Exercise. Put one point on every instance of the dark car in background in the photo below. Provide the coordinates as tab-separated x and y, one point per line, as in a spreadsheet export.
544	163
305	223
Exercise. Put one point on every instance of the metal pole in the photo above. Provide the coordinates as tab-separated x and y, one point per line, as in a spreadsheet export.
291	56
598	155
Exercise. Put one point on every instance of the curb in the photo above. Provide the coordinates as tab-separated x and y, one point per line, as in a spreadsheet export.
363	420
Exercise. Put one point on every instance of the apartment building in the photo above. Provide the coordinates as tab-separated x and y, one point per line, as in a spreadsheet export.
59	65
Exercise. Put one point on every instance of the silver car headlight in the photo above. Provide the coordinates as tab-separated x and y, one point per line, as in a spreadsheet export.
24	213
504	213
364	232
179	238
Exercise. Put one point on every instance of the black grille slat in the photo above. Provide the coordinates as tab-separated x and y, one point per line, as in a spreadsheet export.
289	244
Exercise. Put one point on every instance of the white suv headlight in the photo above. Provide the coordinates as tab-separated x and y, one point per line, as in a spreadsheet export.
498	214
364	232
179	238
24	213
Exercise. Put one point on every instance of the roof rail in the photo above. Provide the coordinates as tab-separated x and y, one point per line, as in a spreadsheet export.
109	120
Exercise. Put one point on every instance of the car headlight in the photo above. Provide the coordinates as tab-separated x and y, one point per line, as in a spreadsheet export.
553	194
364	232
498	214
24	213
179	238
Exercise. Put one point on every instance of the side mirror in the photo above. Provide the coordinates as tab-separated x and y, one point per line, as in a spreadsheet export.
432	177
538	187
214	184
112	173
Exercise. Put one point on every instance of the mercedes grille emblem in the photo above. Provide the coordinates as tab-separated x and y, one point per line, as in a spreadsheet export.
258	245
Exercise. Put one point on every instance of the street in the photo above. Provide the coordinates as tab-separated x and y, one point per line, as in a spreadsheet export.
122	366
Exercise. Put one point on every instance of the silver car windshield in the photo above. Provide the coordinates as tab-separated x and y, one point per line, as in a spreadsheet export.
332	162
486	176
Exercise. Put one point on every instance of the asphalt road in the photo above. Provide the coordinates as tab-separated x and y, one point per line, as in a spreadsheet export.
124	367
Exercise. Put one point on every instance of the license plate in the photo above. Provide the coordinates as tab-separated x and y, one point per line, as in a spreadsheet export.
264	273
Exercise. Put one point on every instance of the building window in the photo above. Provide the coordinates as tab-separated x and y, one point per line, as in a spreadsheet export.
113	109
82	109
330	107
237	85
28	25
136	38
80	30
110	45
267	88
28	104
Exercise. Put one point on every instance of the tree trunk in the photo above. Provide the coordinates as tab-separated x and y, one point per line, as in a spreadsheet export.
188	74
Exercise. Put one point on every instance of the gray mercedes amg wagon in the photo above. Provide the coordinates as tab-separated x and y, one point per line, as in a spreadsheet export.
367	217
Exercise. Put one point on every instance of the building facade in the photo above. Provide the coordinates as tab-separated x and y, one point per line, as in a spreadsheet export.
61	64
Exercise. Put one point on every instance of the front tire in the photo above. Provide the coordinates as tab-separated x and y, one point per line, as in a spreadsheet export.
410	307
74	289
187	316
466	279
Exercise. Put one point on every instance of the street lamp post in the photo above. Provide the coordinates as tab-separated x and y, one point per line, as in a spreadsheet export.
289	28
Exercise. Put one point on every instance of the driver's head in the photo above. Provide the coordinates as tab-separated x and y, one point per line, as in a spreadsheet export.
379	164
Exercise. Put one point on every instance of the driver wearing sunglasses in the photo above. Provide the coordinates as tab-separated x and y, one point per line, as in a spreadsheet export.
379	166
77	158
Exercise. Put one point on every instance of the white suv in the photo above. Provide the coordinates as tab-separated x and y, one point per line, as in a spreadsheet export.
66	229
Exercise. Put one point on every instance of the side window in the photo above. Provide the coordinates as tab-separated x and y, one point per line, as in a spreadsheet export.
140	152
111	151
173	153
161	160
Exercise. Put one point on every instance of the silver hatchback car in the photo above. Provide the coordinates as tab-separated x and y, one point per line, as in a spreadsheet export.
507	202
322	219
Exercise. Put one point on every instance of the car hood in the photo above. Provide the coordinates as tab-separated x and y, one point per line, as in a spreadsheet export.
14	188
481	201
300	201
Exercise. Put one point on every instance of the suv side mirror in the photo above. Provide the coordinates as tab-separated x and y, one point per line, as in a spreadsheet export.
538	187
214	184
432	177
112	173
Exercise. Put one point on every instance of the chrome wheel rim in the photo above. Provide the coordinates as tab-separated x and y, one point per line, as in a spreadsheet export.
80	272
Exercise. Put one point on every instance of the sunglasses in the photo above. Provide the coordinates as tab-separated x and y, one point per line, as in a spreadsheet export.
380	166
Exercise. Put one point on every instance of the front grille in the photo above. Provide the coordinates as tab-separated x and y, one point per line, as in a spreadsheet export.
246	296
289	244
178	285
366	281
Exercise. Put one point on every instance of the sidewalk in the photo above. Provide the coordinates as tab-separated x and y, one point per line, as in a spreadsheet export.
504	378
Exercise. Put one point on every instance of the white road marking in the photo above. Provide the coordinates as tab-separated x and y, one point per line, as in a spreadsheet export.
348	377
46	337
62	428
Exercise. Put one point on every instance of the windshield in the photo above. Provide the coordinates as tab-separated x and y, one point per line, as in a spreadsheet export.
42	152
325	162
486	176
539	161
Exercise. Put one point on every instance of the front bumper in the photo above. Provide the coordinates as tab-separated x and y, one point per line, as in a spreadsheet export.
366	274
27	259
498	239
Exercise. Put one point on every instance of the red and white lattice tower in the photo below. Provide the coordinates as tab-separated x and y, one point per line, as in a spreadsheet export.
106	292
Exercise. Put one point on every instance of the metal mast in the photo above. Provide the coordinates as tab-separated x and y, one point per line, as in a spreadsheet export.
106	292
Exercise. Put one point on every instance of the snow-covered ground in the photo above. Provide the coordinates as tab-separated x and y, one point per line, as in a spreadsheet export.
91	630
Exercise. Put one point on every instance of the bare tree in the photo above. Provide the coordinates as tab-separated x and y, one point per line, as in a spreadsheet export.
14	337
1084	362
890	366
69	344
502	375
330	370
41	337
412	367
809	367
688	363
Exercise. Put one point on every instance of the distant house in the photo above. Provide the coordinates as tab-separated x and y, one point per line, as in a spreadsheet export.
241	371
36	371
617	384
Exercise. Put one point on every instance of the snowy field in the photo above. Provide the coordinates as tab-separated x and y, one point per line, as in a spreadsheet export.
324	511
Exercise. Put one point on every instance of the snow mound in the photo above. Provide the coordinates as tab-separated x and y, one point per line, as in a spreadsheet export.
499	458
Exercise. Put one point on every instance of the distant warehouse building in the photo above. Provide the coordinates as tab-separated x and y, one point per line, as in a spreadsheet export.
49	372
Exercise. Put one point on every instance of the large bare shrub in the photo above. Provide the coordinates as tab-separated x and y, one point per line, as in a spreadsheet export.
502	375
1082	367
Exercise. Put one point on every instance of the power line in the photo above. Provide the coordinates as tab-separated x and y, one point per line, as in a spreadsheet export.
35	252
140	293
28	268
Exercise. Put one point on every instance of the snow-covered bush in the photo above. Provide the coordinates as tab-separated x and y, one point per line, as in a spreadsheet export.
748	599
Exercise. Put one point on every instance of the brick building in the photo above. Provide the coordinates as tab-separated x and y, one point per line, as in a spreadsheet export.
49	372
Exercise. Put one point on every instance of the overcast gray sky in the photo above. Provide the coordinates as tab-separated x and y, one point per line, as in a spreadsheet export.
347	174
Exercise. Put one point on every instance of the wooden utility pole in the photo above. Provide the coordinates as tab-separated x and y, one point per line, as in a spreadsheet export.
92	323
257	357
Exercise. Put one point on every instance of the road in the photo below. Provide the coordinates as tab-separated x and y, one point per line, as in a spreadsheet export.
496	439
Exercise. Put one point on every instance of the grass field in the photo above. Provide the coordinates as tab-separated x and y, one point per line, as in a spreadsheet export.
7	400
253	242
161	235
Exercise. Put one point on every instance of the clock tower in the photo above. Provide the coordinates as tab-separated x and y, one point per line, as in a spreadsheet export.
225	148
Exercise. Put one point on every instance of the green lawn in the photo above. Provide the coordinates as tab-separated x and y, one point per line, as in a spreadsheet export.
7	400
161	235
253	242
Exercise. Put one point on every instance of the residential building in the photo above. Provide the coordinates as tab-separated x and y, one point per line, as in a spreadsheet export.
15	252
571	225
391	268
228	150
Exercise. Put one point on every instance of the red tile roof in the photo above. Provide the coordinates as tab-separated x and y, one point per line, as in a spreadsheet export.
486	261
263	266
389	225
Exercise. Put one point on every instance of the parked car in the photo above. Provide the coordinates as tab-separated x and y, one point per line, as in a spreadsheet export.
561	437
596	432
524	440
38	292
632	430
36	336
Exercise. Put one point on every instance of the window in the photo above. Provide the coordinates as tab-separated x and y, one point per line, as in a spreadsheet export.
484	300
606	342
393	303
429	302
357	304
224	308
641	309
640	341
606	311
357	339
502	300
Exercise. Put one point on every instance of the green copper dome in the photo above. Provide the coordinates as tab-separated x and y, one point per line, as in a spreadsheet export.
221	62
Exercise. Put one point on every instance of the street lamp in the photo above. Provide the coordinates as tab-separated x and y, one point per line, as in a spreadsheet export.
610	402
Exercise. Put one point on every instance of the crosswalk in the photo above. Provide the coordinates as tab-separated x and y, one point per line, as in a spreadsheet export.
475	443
----
● **WHAT THIS TASK INVOLVES**:
Write out, word for word, the line containing "Exercise. Put one point on every instance of the green lawn" and every line after it to the end of the data above.

● **RESULT OF THIS EXERCISE**:
Exercise. Put one point on every instance of the green lawn in the photo above. Provide the coordinates as tab-separated x and y, one point per line, as in a spreadsheet export.
7	400
161	235
253	242
Exercise. Put one point on every instance of the residential building in the photo above. Provide the coordinates as tab-separated x and y, one point per line, as in a spreadsheet export.
15	252
571	225
391	268
228	150
Exercise. Put one point on every instance of the red tile roof in the photo above. Provide the coordinates as tab-separated x and y, one point per line, as in a spreadsheet export.
486	261
263	266
389	225
Exercise. Put one point on every instance of the parked car in the photo above. Provide the coordinates as tab-separated x and y, one point per line, as in a spreadsheet export.
561	437
596	432
524	440
38	292
632	430
36	336
Exercise. Put one point on every instance of the window in the photo above. Provide the coordinates as tab-separated x and y, one point per line, as in a spreadsheet export.
484	300
606	342
393	303
429	302
357	304
224	308
641	309
640	341
606	311
357	339
502	300
Exercise. Put one point on every instance of the green copper dome in the photo above. Provide the coordinates as tab-separated x and y, one point per line, as in a spreadsheet export.
221	62
Exercise. Put one point on every instance of the street lamp in the photo above. Provide the coordinates as tab-separated x and y, one point per line, as in a spreadsheet export.
610	402
Exercise. Put one point on every instance of the crosswalk in the photo above. Provide the coordinates as tab-separated x and y, one point per line, as in a spreadsheet export.
475	443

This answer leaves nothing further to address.